■ BRIEF ■
Would you return all of this data exactly, leaving nothing out?

BEGIN RAW DATA

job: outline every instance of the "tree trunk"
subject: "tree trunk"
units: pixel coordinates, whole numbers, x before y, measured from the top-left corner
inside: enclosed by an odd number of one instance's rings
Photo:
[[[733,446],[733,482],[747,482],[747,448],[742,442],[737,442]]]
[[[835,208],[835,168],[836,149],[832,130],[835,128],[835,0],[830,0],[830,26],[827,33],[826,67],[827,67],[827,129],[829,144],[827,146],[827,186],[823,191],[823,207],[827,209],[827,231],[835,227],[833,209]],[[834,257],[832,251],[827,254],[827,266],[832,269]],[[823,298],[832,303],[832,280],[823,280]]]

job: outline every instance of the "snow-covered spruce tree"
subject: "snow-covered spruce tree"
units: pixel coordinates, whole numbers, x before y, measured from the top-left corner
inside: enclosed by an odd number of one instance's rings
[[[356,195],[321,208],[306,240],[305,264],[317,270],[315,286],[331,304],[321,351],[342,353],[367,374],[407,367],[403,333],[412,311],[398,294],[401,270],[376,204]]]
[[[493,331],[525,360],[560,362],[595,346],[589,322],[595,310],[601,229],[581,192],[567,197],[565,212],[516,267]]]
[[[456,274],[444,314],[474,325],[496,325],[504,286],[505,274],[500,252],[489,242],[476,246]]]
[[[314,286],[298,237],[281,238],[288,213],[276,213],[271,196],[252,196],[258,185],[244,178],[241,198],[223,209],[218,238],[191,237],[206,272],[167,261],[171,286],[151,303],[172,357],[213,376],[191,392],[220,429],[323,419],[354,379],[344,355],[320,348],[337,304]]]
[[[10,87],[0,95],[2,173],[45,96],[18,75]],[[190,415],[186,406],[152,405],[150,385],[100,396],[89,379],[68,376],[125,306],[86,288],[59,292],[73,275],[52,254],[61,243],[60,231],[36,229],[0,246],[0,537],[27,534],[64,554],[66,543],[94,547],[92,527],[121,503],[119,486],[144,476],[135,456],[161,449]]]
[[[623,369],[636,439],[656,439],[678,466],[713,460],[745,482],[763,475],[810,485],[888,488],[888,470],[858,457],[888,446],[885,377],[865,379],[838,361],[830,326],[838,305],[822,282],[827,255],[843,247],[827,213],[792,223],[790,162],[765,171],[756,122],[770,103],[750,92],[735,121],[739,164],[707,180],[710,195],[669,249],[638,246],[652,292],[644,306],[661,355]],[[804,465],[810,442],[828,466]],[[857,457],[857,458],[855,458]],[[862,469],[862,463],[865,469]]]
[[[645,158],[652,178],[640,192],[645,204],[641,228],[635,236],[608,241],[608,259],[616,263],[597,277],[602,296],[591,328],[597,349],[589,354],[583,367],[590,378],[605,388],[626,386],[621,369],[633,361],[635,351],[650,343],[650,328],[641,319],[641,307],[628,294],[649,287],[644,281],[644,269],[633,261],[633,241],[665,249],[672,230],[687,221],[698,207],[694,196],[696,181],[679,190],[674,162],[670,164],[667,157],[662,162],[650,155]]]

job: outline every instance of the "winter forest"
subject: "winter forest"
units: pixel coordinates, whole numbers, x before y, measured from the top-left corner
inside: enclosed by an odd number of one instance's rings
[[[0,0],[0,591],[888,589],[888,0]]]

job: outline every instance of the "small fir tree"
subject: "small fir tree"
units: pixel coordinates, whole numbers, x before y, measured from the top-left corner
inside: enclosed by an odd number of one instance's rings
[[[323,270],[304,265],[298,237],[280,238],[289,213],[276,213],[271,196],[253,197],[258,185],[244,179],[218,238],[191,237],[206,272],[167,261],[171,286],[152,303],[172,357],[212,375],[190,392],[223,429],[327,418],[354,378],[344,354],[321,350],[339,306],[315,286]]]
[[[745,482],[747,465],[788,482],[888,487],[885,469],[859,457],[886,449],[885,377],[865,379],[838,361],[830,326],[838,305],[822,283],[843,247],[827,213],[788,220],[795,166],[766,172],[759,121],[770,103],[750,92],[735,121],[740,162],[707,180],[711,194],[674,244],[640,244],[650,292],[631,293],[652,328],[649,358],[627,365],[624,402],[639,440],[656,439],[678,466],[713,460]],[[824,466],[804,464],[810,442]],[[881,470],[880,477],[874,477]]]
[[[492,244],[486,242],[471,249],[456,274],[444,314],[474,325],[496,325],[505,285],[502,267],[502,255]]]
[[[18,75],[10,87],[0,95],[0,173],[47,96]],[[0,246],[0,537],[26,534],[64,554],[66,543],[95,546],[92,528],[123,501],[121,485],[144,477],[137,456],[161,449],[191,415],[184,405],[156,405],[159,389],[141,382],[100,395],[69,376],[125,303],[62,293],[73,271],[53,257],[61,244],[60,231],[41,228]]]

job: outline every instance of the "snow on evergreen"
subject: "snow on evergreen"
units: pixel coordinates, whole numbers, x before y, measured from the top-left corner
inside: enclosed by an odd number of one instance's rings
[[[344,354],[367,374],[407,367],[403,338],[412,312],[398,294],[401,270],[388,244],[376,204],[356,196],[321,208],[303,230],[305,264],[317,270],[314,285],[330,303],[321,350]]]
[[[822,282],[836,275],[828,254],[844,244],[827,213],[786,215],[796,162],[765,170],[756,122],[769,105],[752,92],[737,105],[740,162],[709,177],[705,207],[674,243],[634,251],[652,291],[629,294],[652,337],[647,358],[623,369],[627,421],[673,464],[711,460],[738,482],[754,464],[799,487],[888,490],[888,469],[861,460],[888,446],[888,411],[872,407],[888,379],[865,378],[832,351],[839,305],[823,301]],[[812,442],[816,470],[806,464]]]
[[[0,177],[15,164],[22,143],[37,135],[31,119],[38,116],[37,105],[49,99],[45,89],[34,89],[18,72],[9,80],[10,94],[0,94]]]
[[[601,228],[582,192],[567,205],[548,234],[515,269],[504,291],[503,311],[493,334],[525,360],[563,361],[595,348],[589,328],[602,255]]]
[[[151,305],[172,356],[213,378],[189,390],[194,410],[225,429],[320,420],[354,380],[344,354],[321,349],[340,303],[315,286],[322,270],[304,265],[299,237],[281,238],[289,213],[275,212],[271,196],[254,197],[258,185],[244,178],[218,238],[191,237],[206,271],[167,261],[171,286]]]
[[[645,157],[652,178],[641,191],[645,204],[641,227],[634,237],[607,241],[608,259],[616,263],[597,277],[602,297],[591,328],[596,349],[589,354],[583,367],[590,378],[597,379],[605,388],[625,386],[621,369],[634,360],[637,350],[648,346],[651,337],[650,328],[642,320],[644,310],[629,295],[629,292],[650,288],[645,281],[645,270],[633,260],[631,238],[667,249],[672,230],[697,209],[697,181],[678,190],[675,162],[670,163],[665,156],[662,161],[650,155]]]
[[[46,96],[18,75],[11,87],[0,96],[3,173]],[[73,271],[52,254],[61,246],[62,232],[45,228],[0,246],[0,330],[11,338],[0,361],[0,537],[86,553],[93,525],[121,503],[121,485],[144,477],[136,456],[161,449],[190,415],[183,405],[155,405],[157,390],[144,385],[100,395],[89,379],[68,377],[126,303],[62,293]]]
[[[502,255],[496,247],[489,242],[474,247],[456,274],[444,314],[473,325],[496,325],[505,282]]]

END RAW DATA

■ ANSWER TO THIS TASK ■
job: outline every instance of the "tree trunk"
subject: "tree trunk"
units: pixel coordinates, whole numbers, x before y, measured from the top-left corner
inside: enclosed by an odd number of one instance's rings
Photo:
[[[733,446],[733,482],[747,482],[747,448],[742,442],[737,442]]]
[[[835,208],[835,168],[836,149],[832,130],[835,128],[835,0],[830,0],[830,26],[827,33],[826,67],[827,67],[827,129],[829,144],[827,146],[827,186],[823,191],[823,207],[827,209],[827,231],[835,227],[833,209]],[[834,257],[832,251],[827,254],[827,266],[832,269]],[[823,298],[832,303],[832,280],[823,280]]]

job: outline every instance of the "snow-covered spruce tree"
subject: "snow-covered spruce tree"
units: pixel coordinates, whole numbers, x before y, measured from the top-left corner
inside: enclosed by an odd number of one instance's rings
[[[356,195],[321,208],[306,240],[305,264],[317,270],[315,286],[331,304],[321,351],[342,353],[367,374],[407,367],[403,333],[412,311],[398,294],[401,270],[376,204]]]
[[[493,331],[525,360],[560,362],[595,346],[589,322],[595,310],[601,229],[581,192],[567,197],[565,212],[516,267]]]
[[[456,274],[444,314],[474,325],[496,325],[504,286],[505,274],[500,252],[489,242],[476,246]]]
[[[314,286],[298,237],[281,238],[288,213],[276,213],[271,196],[252,196],[258,185],[244,178],[241,198],[223,209],[218,238],[191,237],[206,272],[167,261],[171,286],[151,303],[172,357],[213,376],[191,392],[220,429],[323,419],[354,379],[344,355],[320,348],[337,304]]]
[[[10,87],[0,95],[2,173],[45,96],[18,75]],[[190,415],[186,406],[152,405],[150,385],[100,396],[89,379],[68,376],[125,306],[86,288],[59,292],[73,275],[52,254],[61,243],[60,231],[36,229],[0,246],[0,537],[27,534],[64,554],[66,543],[94,547],[92,527],[121,503],[119,486],[144,476],[135,456],[161,449]]]
[[[623,369],[636,439],[656,439],[678,466],[713,460],[745,482],[763,475],[810,485],[888,488],[888,470],[858,457],[888,446],[885,377],[865,379],[838,361],[830,326],[838,305],[822,282],[827,255],[843,247],[827,213],[792,223],[790,162],[765,171],[756,122],[770,103],[750,92],[735,121],[739,164],[707,180],[710,195],[669,249],[638,246],[652,292],[644,306],[661,355]],[[804,465],[810,442],[828,466]],[[857,457],[857,458],[855,458]],[[862,469],[862,463],[865,469]]]
[[[645,158],[652,178],[640,192],[645,204],[641,228],[635,236],[608,241],[608,259],[616,263],[597,277],[602,296],[591,328],[597,349],[589,354],[583,367],[590,378],[605,388],[626,386],[621,369],[633,361],[635,351],[650,343],[650,328],[641,319],[641,307],[628,294],[649,287],[644,281],[644,269],[633,261],[633,241],[665,249],[672,230],[687,221],[698,207],[694,196],[696,181],[679,190],[674,162],[670,164],[667,157],[662,162],[650,155]]]

job: outline every instance of the "winter forest"
subject: "winter forest"
units: pixel coordinates, whole numbers, x before y, measured from the top-left corner
inside: enclosed by an odd number of one instance's rings
[[[0,0],[0,591],[888,589],[888,0]]]

job: outline every instance of the "small fir tree"
subject: "small fir tree"
units: pixel coordinates, whole numbers, x before y, measured from the top-left corner
inside: enclosed by an odd number of one instance's rings
[[[323,270],[304,265],[298,237],[280,238],[289,213],[276,213],[271,196],[253,197],[258,185],[244,179],[218,238],[191,237],[206,272],[167,261],[171,286],[152,303],[172,357],[212,375],[190,392],[223,429],[327,418],[354,378],[344,354],[321,350],[339,306],[315,286]]]
[[[745,482],[747,465],[788,482],[888,487],[885,469],[859,457],[886,449],[885,377],[865,379],[838,361],[830,326],[838,305],[822,283],[843,247],[827,213],[788,220],[795,166],[766,172],[759,121],[770,103],[750,92],[735,121],[740,162],[707,180],[711,194],[674,244],[640,244],[650,292],[631,293],[652,328],[649,358],[627,365],[624,402],[639,440],[656,439],[678,466],[713,460]],[[824,466],[804,464],[810,442]],[[881,470],[880,477],[874,477]]]
[[[492,244],[486,242],[471,249],[456,274],[444,314],[474,325],[496,325],[505,285],[502,267],[502,255]]]
[[[18,75],[10,87],[0,95],[0,173],[47,96]],[[0,246],[0,537],[26,534],[64,554],[66,543],[95,546],[92,528],[123,501],[121,485],[144,477],[137,456],[161,449],[191,415],[184,405],[156,405],[159,389],[141,382],[100,395],[69,376],[125,303],[62,293],[73,271],[53,257],[61,244],[60,231],[41,228]]]

job: outline every instance of the "snow on evergreen"
subject: "snow on evergreen"
units: pixel coordinates, whole numbers, x before y, measured from the top-left corner
inside: enclosed by an odd number of one instance's rings
[[[344,354],[367,374],[407,367],[403,338],[412,312],[398,294],[401,270],[388,244],[376,204],[356,196],[321,208],[303,230],[305,264],[317,270],[314,285],[330,303],[321,350]]]
[[[822,282],[836,275],[828,254],[844,244],[827,213],[786,215],[796,162],[765,170],[756,122],[769,105],[752,92],[737,105],[740,162],[709,177],[705,207],[674,243],[634,251],[652,291],[629,294],[652,337],[647,358],[623,369],[627,421],[673,464],[711,460],[738,482],[754,464],[799,487],[888,490],[888,469],[861,460],[888,446],[888,411],[872,407],[888,379],[865,378],[832,351],[839,305],[823,301]],[[812,442],[816,470],[806,464]]]
[[[0,177],[15,164],[22,143],[37,135],[31,119],[38,116],[37,105],[49,99],[45,89],[34,89],[18,72],[9,80],[10,94],[0,94]]]
[[[601,228],[582,192],[567,205],[548,234],[515,269],[504,291],[503,311],[493,334],[525,360],[563,361],[595,348],[589,328],[602,255]]]
[[[151,305],[172,356],[213,378],[189,390],[194,410],[225,429],[320,420],[354,380],[344,354],[321,349],[340,303],[315,286],[322,270],[304,265],[299,237],[281,238],[289,213],[275,212],[271,196],[254,197],[258,185],[244,178],[218,238],[191,237],[206,271],[167,261],[171,286]]]
[[[645,157],[652,178],[641,191],[645,204],[641,227],[634,237],[607,241],[608,259],[616,263],[597,277],[602,297],[591,328],[596,349],[589,354],[583,367],[590,378],[597,379],[605,388],[625,386],[621,369],[634,360],[637,350],[648,346],[651,337],[650,328],[642,320],[644,310],[629,295],[629,292],[650,288],[645,281],[645,270],[633,260],[631,238],[667,249],[672,230],[697,209],[697,181],[678,190],[675,162],[670,163],[665,156],[662,161],[650,155]]]
[[[46,96],[18,75],[11,87],[0,96],[3,173]],[[73,271],[52,254],[61,246],[62,232],[45,228],[0,246],[0,330],[11,338],[0,361],[0,537],[86,553],[93,525],[121,503],[121,485],[144,477],[136,456],[161,449],[190,415],[183,405],[155,405],[157,390],[144,385],[100,395],[89,379],[68,377],[126,303],[62,293]]]
[[[502,255],[496,247],[489,242],[474,247],[456,274],[444,314],[473,325],[496,325],[505,282]]]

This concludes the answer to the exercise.